*** TEXT EXCERPT Section Begins ***

2 ongoing wars, severe employment problems, oil spill cleanup, massive loads of debt accumulated over the last 10 years...

Spending millions on a fishing expedition on athlete activities sounds fiscally reasonable given our economic environment we are in. Isn't it??


----------



## mohair_chair (Oct 3, 2002)

But...but....he cheated in a bike race!


----------



## Marc (Jan 23, 2005)

mohair_chair said:


> But...but....he cheated in a bike race!


OMG everybody to the choppers, call CNN!


----------



## HikenBike (Apr 3, 2007)

mohair_chair said:


> Okay, so help me understand how the US Government was defrauded. Did the USPS cycling team not fulfill the terms of their arrangement with the US Postal Service? I don't think the Postal Service has a chance in hell of winning a case where they claim they didn't get what they wanted out of the deal. Because they did get exactly what they wanted, and probably a whole lot more. And that's why you've never heard anyone from the Post Office raise a complaint. So who is the victim here?


(1) Misappropriation of funds and (2) breach of contract for starters....

(1) The USPS did not provide sponsorship money to be used for acquiring illegal drugs and doping doctors.
(2) It is safe to assume that the sponsorship contract included non-doping clauses and such


----------



## Marc (Jan 23, 2005)

HikenBike said:


> (1) Misappropriation of funds and (2) breach of contract for starters....
> 
> (1) The USPS did not provide sponsorship money to be used for acquiring illegal drugs and doping doctors.
> (2) It is safe to assume that the sponsorship contract included non-doping clauses and such


So if the USPS is the wronged party...why aren't they, or why haven't the sued? Why is it left to the Fed to go on a fishing expedition?


----------



## Peanya (Jun 12, 2008)

I'm wondering why this was moved to doping vs. PO.


----------



## Marc (Jan 23, 2005)

Peanya said:


> I'm wondering why this was moved to doping vs. PO.


Is there really that much of a difference at the end of the day?


----------



## mohair_chair (Oct 3, 2002)

HikenBike said:


> (1) Misappropriation of funds and (2) breach of contract for starters....
> 
> (1) The USPS did not provide sponsorship money to be used for acquiring illegal drugs and doping doctors.

*** TEXT EXCERPT Section Ends ***

*ASSIGNMENT A:*
Answer the following questions using the forum thread.
(i) Which two grounds does HikenBike name "for starters"?
(ii) What does Peanya say they are wondering about?
(iii) What is Marc's reply to the remark "But...but....he cheated in a bike race!"?
*ASSIGNMENT B:*
Summarize the forum thread in two sentences.
*ASSIGNMENT C:*
Reproduce the part of the forum thread that opens with the words containing "## HikenBike (Apr" and closes with "the victim here?".

*** DATASET ENTRIES Section Begins ***

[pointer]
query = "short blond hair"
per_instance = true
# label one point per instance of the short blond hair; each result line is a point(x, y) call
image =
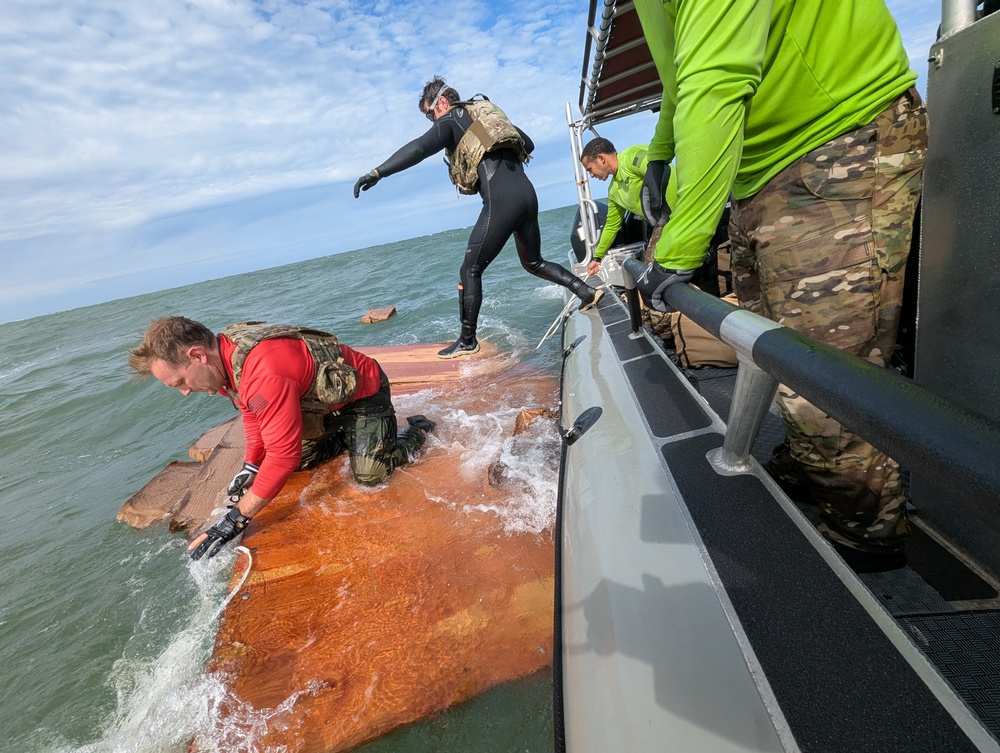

*** DATASET ENTRIES Section Ends ***

*WRITTEN RESPONSE A:*
(i) Misappropriation of funds and breach of contract.
(ii) Why this was moved to doping vs. PO.
(iii) "OMG everybody to the choppers, call CNN!"

*WRITTEN RESPONSE B:*
The thread questions whether spending millions on a fishing expedition into athlete activities is reasonable amid wars, employment problems, an oil spill cleanup and heavy debt, and a quoted post asks how the US Government was defrauded and who the victim is. HikenBike cites misappropriation of funds and breach of contract, while Marc asks why the USPS has not sued if it is the wronged party and why the matter is left to the Fed.

*WRITTEN RESPONSE C:*
## HikenBike (Apr 3, 2007)

mohair_chair said:


> Okay, so help me understand how the US Government was defrauded. Did the USPS cycling team not fulfill the terms of their arrangement with the US Postal Service? I don't think the Postal Service has a chance in hell of winning a case where they claim they didn't get what they wanted out of the deal. Because they did get exactly what they wanted, and probably a whole lot more. And that's why you've never heard anyone from the Post Office raise a complaint. So who is the victim here?